--- TASK ITEM ---
Can you find the lines of the listing that include "clicks" and copy every one?
◇ ◇ ◇ ◇ ◇ ◇ ◇
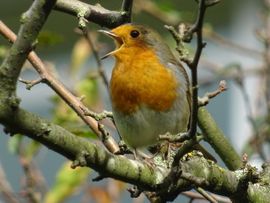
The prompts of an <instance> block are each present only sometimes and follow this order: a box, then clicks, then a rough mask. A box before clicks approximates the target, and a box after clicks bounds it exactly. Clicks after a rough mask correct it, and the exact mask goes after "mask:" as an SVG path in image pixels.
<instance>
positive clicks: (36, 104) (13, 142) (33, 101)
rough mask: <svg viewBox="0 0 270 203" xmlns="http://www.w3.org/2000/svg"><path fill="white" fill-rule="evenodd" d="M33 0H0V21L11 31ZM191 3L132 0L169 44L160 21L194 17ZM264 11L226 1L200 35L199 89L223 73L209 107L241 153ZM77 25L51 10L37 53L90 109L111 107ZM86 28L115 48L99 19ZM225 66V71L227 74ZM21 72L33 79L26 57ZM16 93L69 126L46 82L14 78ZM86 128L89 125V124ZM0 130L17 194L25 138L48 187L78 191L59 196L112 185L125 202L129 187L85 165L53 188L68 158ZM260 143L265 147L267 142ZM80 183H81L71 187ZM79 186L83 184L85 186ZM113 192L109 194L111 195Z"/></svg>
mask: <svg viewBox="0 0 270 203" xmlns="http://www.w3.org/2000/svg"><path fill="white" fill-rule="evenodd" d="M86 2H87V3H90V4H95V3H100V4H101V5H102V6H103V7H105V8H107V9H110V10H118V9H120V8H121V3H122V2H121V1H120V0H118V1H90V2H89V1H86ZM31 3H32V1H29V0H20V1H16V0H9V1H7V0H2V1H1V2H0V20H2V21H3V22H4V23H5V24H7V25H8V26H9V27H10V28H11V29H12V30H13V31H14V32H15V33H17V31H18V28H19V26H20V23H19V20H20V16H21V14H22V13H23V12H24V11H26V10H27V9H28V8H29V6H30V5H31ZM196 9H197V7H196V3H195V1H187V0H172V1H165V0H158V1H143V0H134V9H133V10H134V11H133V21H134V22H138V23H143V24H147V25H149V26H151V27H153V28H155V29H156V30H158V31H159V32H160V33H161V35H163V37H164V39H165V40H166V41H167V43H168V44H169V45H170V47H171V48H172V49H174V47H175V42H174V40H173V39H172V37H171V35H170V34H169V32H168V31H166V30H165V29H164V27H163V26H164V24H173V25H177V24H178V23H179V22H189V23H192V22H193V20H194V19H195V17H196V11H197V10H196ZM262 11H263V8H262V2H261V1H254V0H240V1H233V0H226V1H225V0H224V1H221V3H219V4H218V5H216V6H214V7H211V8H209V9H208V10H207V15H206V16H207V17H206V20H205V23H206V25H205V28H206V33H205V34H206V38H205V41H206V42H207V47H206V48H205V49H204V52H203V57H202V60H201V63H200V72H199V74H200V75H199V79H200V84H201V85H200V96H203V95H204V94H205V92H207V91H213V90H215V89H217V87H218V84H219V81H220V80H222V79H226V81H227V83H228V84H227V85H228V91H226V92H224V93H222V94H221V95H219V96H218V97H216V98H214V99H212V100H211V101H210V104H208V106H207V108H208V109H209V111H210V112H211V114H212V115H213V117H214V118H215V119H216V121H217V123H218V124H219V126H220V128H221V129H222V130H223V131H224V133H225V134H226V135H227V136H228V139H230V140H231V142H232V143H233V146H234V147H235V148H236V150H237V151H238V152H239V154H240V155H242V154H243V153H244V152H247V149H250V148H247V147H246V146H247V142H248V140H249V138H250V137H251V135H252V132H253V131H252V128H251V125H250V121H249V119H248V117H247V116H248V115H249V114H251V115H253V116H255V115H257V114H260V113H261V111H263V110H261V109H257V108H256V107H257V105H258V97H259V96H260V89H259V88H258V87H260V85H261V82H262V81H261V79H260V78H258V77H256V75H257V74H256V69H257V68H258V69H259V68H260V67H261V66H262V63H263V62H262V54H261V52H260V51H263V46H262V43H261V42H260V41H259V40H258V38H257V37H256V35H255V31H256V30H259V29H261V27H262V26H263V12H262ZM76 27H77V19H76V18H75V17H73V16H70V15H68V14H65V13H60V12H58V11H53V12H52V13H51V15H50V16H49V19H48V21H47V23H46V25H45V26H44V28H43V30H42V32H41V33H40V38H39V45H38V46H37V49H36V52H37V54H38V55H39V56H40V57H41V59H42V60H44V61H45V62H46V63H47V64H48V66H49V67H50V68H51V70H52V71H53V72H55V74H56V75H57V76H58V77H59V79H60V80H61V81H62V82H63V83H64V84H65V85H66V86H67V87H69V88H70V89H71V90H72V91H73V92H75V93H77V94H78V96H80V95H81V94H82V93H83V94H86V95H89V98H88V101H86V102H87V103H88V104H89V105H92V107H94V109H95V110H96V111H101V110H102V109H107V110H108V109H110V104H109V100H108V94H107V90H106V88H105V86H104V84H103V83H102V80H101V79H100V78H97V77H95V76H96V73H97V71H96V67H97V65H96V61H95V60H94V58H93V55H92V52H91V49H90V48H89V47H88V46H87V45H85V44H86V43H85V41H84V40H83V39H82V37H81V35H79V34H78V33H77V32H75V28H76ZM88 27H89V30H90V31H91V36H92V39H94V42H95V44H96V45H97V47H98V49H99V54H100V55H102V54H105V53H106V52H108V51H109V50H112V49H113V43H112V41H111V40H110V39H107V38H105V37H103V36H99V35H98V34H97V33H96V30H97V29H100V27H99V26H97V25H95V24H93V23H91V22H90V23H89V24H88ZM9 46H10V44H8V42H7V41H6V40H5V39H4V38H3V37H1V36H0V62H1V61H2V59H3V57H4V56H5V53H6V51H7V49H8V47H9ZM187 47H189V48H190V52H191V54H192V53H193V49H192V47H193V44H191V45H187ZM112 65H113V59H111V58H108V59H105V60H104V61H103V66H104V69H105V72H106V75H107V77H108V78H109V77H110V74H111V69H112ZM231 70H232V71H231ZM254 70H255V71H254ZM230 71H231V72H230ZM252 71H254V72H255V74H249V75H250V76H248V77H246V79H244V80H241V82H239V78H240V79H242V78H241V77H240V76H241V74H245V73H247V72H248V73H249V72H252ZM228 72H229V74H227V73H228ZM213 73H214V74H213ZM221 73H224V74H221ZM252 73H253V72H252ZM85 74H86V75H87V80H82V76H85ZM232 75H233V76H232ZM254 75H255V76H254ZM236 76H239V77H236ZM21 77H22V78H23V79H28V80H31V79H36V78H38V75H37V74H36V73H35V71H34V70H33V69H32V68H31V66H30V65H29V64H27V63H26V65H25V69H24V71H23V73H22V75H21ZM231 78H234V79H231ZM235 79H238V80H235ZM235 81H238V82H235ZM18 95H19V97H21V98H22V102H21V105H22V106H23V107H24V108H25V109H27V110H29V111H31V112H34V113H36V114H38V115H40V116H42V117H45V118H47V119H49V120H54V121H55V122H58V123H60V124H63V126H65V125H66V126H67V128H68V127H70V124H71V123H73V122H74V120H76V119H77V118H74V117H73V116H74V115H73V116H72V115H71V112H70V111H69V110H68V109H67V108H66V106H65V105H64V104H62V103H61V102H60V101H59V100H58V99H57V97H56V96H55V94H54V92H53V91H52V90H51V89H50V88H49V87H47V86H46V85H44V84H38V85H37V86H34V87H33V88H32V89H31V91H29V90H26V89H25V85H24V84H22V83H19V84H18ZM69 116H70V117H71V118H68V120H65V117H69ZM75 117H76V116H75ZM81 125H82V129H84V128H85V126H84V125H83V124H81ZM71 127H72V126H71ZM85 129H86V130H87V128H85ZM73 130H74V129H73ZM86 130H85V131H83V130H79V131H78V130H77V131H76V132H78V133H82V134H83V133H85V132H86ZM86 134H87V133H86ZM0 135H1V136H0V166H1V167H2V168H3V171H4V172H5V173H6V179H7V180H8V181H9V182H10V184H11V186H12V188H13V190H14V191H15V192H16V193H17V195H18V196H20V195H23V194H21V193H20V191H21V190H22V188H23V185H24V184H25V181H24V179H23V178H22V177H23V176H24V170H23V168H22V164H21V162H20V161H21V158H20V156H18V155H17V154H18V151H17V150H18V148H17V147H18V146H19V147H21V148H25V147H26V146H29V145H30V146H31V147H32V148H33V150H36V151H35V152H36V153H37V151H39V150H40V151H39V152H38V153H37V155H36V156H35V159H34V161H35V166H36V168H38V169H39V170H40V171H41V172H42V174H43V176H44V177H45V181H46V184H45V185H46V186H47V189H52V188H54V190H55V191H57V192H55V191H54V192H55V193H58V194H59V193H62V194H64V193H65V192H67V194H71V191H76V192H75V193H74V194H73V195H72V196H71V197H68V196H69V195H66V196H65V197H63V198H67V197H68V198H67V199H64V202H81V198H82V199H84V200H82V202H93V201H94V200H95V201H97V202H111V200H114V201H115V202H117V201H118V196H117V195H116V194H118V192H119V193H120V194H121V195H120V200H121V201H122V202H129V199H128V198H127V197H128V196H129V194H128V192H127V191H125V188H126V186H125V185H123V184H121V183H118V182H116V181H113V180H103V181H101V182H99V183H96V182H95V183H93V182H91V178H93V177H95V176H96V175H97V174H95V173H91V172H90V170H87V171H83V172H80V174H82V175H81V177H80V178H81V180H80V181H78V182H76V181H73V182H72V180H70V182H71V183H72V184H73V185H72V184H71V185H72V186H70V187H69V188H67V189H66V191H65V192H63V191H61V190H60V191H59V190H57V186H56V185H55V184H56V183H57V184H60V183H59V182H61V181H59V180H61V178H63V177H66V176H68V175H67V174H69V173H70V171H69V167H68V165H67V166H64V168H63V164H64V163H66V161H67V160H66V159H65V158H63V157H61V156H60V155H58V154H56V153H54V152H52V151H50V150H48V149H47V148H44V147H41V149H39V147H37V146H36V144H33V143H32V144H31V143H30V142H29V140H28V139H27V138H24V139H23V141H22V140H21V138H19V139H18V138H14V137H12V139H11V138H10V137H9V136H8V135H6V134H5V133H4V131H3V128H2V127H1V126H0ZM86 136H89V137H92V135H91V133H88V134H87V135H86ZM15 137H16V136H15ZM18 143H19V144H18ZM29 143H30V144H29ZM33 146H35V147H33ZM32 148H31V149H32ZM37 149H38V150H37ZM264 150H267V148H265V149H264ZM252 152H254V151H252ZM260 157H261V156H259V155H258V153H250V157H249V159H250V162H251V163H253V164H255V165H256V166H258V167H259V166H260V163H261V162H262V160H261V158H260ZM18 160H20V161H18ZM59 171H62V172H59ZM57 173H58V174H59V175H61V174H62V176H63V177H60V178H59V175H58V178H56V174H57ZM71 173H72V172H71ZM89 173H91V175H89ZM70 177H71V176H70ZM63 179H65V178H63ZM74 182H75V183H74ZM105 183H106V184H105ZM60 185H61V184H60ZM78 185H84V186H86V187H77V186H78ZM60 188H61V187H60ZM78 188H83V190H82V189H78ZM52 193H53V192H52ZM112 194H114V195H115V196H113V197H112ZM91 198H92V199H91ZM134 201H137V202H140V201H144V200H142V199H139V200H138V199H137V200H134ZM185 201H187V199H186V200H185ZM0 202H1V196H0ZM3 202H4V201H3Z"/></svg>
◇ ◇ ◇ ◇ ◇ ◇ ◇
--- WRITTEN ANSWER ---
The prompts of an <instance> block are each present only sometimes and follow this order: a box, then clicks, then a rough mask. A box before clicks approximates the target, and a box after clicks bounds it exactly. Clicks after a rough mask correct it, and the exact mask goes after "mask:" as an SVG path in image pixels.
positive clicks: (36, 104) (13, 142) (33, 101)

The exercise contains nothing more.